-- begin Supplied data --

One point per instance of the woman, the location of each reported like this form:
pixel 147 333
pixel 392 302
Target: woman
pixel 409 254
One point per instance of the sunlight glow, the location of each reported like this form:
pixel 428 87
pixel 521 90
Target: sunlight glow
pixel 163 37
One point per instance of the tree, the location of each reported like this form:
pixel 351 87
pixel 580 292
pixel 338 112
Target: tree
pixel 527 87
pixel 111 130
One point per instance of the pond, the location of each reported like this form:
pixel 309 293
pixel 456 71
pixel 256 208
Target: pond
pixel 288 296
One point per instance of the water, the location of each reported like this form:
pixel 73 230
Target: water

-- end Supplied data --
-- begin Supplied data --

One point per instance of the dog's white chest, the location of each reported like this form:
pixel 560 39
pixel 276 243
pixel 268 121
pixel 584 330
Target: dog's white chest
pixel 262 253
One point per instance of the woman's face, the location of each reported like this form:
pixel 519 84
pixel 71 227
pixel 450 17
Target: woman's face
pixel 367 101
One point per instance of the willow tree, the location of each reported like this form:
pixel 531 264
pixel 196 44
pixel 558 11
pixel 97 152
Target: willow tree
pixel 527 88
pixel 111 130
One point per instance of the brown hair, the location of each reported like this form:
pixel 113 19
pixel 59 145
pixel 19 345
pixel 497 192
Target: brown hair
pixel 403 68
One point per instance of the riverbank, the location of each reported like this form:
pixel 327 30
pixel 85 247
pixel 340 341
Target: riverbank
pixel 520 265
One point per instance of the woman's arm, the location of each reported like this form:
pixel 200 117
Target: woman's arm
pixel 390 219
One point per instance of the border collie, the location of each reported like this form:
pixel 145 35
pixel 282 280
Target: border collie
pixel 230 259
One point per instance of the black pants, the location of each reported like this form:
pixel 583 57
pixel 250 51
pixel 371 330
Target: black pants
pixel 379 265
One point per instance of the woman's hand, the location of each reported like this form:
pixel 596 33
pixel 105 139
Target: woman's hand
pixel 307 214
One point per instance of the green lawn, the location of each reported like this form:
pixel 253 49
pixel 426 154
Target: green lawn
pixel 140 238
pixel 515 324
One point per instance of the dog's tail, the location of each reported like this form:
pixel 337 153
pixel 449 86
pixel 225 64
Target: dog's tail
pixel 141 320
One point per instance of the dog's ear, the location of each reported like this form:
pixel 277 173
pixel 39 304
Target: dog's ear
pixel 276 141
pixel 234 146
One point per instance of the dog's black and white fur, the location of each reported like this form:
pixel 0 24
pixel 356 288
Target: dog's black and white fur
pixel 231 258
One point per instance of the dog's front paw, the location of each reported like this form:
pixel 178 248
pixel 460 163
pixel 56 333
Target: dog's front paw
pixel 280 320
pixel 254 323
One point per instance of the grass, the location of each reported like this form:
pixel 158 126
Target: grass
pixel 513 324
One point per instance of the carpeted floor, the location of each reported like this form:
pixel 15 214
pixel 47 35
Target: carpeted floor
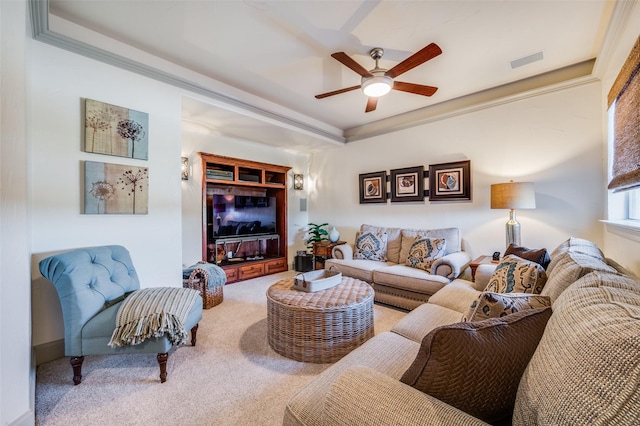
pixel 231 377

-- end Supplied data --
-- begin Supplied data --

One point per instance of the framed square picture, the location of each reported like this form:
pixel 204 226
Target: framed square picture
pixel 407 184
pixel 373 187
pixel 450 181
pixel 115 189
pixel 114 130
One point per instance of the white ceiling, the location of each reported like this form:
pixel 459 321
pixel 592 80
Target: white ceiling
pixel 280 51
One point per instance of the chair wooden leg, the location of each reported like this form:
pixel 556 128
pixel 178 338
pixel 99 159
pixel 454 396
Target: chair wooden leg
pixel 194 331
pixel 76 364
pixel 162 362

-- end Supplied data --

## Written task
Recast as a numbered list the section of the lines above that opens with the line containing "One point per instance of the dog's white" and closes with the line containing "pixel 403 68", both ends included. Omit any blank lines.

## Result of this task
1. One point per instance of the dog's white chest, the location of each reported like this form:
2. pixel 560 39
3. pixel 276 243
4. pixel 268 121
5. pixel 584 330
6. Target: dog's white chest
7. pixel 262 253
8. One point per instance of the woman's face, the location of each reported like this form:
9. pixel 519 84
10. pixel 71 227
11. pixel 450 17
12. Target: woman's face
13. pixel 367 101
14. One point per instance of the willow tree, the location of each reported like this form:
15. pixel 531 264
16. pixel 196 44
17. pixel 558 11
18. pixel 97 152
19. Target: willow tree
20. pixel 527 88
21. pixel 111 130
22. One point per instance of the brown hair, the location of each reported like this form:
23. pixel 113 19
24. pixel 59 145
25. pixel 19 345
26. pixel 497 192
27. Target: brown hair
28. pixel 403 68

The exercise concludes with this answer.